___ Supplied entries
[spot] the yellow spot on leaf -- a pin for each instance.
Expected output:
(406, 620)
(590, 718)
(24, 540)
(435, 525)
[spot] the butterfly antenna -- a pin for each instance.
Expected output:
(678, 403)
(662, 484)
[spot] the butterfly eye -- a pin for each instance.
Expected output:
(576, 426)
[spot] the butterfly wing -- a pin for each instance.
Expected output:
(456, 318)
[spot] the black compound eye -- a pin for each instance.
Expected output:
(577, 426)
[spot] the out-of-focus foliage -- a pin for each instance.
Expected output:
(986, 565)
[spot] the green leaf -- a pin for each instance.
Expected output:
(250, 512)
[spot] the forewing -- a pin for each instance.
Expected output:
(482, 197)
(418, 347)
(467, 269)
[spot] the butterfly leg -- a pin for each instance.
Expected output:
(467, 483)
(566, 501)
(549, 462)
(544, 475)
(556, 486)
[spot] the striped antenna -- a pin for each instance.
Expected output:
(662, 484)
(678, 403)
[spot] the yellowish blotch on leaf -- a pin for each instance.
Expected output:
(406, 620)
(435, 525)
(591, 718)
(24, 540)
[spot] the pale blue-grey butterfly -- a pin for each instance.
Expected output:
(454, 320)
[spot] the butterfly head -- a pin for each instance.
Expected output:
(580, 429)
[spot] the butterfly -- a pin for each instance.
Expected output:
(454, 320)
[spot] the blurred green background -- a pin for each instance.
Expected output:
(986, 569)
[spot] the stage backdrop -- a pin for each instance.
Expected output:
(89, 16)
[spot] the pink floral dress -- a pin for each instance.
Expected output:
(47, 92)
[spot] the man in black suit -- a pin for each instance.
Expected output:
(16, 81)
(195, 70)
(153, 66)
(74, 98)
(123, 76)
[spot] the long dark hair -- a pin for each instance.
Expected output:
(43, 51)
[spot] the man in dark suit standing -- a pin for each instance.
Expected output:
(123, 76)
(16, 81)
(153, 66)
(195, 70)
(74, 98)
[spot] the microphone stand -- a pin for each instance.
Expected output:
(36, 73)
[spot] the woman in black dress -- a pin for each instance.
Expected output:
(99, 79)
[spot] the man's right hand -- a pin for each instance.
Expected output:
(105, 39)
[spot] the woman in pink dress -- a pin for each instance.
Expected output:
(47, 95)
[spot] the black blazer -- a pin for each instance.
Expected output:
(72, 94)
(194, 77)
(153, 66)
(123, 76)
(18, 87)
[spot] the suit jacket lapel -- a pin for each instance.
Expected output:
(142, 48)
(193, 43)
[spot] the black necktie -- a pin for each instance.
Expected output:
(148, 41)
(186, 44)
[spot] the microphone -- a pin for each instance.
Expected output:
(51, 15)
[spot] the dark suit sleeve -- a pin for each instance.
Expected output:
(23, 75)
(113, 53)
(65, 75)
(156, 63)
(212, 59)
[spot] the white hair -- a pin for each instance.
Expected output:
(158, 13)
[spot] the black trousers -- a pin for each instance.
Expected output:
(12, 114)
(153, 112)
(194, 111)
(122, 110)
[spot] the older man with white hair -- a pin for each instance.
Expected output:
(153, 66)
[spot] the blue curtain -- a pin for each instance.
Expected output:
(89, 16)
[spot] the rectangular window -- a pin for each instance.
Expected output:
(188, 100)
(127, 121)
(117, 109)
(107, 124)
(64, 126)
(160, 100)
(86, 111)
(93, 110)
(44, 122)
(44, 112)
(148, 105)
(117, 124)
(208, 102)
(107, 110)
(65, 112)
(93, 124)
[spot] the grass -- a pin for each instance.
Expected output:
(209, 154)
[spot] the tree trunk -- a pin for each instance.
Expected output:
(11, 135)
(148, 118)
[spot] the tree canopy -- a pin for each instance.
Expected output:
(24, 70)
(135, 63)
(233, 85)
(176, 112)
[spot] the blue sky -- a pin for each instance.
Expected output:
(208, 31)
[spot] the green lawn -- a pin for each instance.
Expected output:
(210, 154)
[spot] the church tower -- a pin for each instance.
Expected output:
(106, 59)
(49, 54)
______
- [Exercise goal]:
Repeat, with no changes, each line from the one with "[spot] the black trousers" to the end of the listing, including both ends and nothing else.

- [Written reply]:
[spot] the black trousers -- a pin for each instance.
Expected output:
(12, 114)
(153, 112)
(194, 111)
(122, 110)
[spot] the older man with white hair -- a pin for each instance.
Expected output:
(153, 66)
[spot] the blue curtain -- a pin for each instance.
Expected output:
(89, 16)
[spot] the rectangular window -- a pin for each instance.
Expected output:
(188, 100)
(127, 121)
(117, 109)
(107, 124)
(64, 126)
(160, 100)
(86, 111)
(93, 110)
(44, 122)
(44, 112)
(148, 105)
(117, 124)
(208, 102)
(107, 110)
(65, 112)
(93, 124)
[spot] the grass -- a pin for each instance.
Expected output:
(209, 154)
[spot] the tree trunk -- a pin for each instance.
Expected output:
(11, 135)
(148, 118)
[spot] the tree canopy -- a pin for each instance.
Expected output:
(24, 70)
(135, 63)
(233, 85)
(176, 112)
[spot] the blue sky -- a pin for each instance.
Expected output:
(208, 31)
[spot] the green lawn -- a pin for each instance.
Expected output:
(210, 154)
[spot] the church tower -- a pin for each instance.
Expected output:
(106, 59)
(49, 54)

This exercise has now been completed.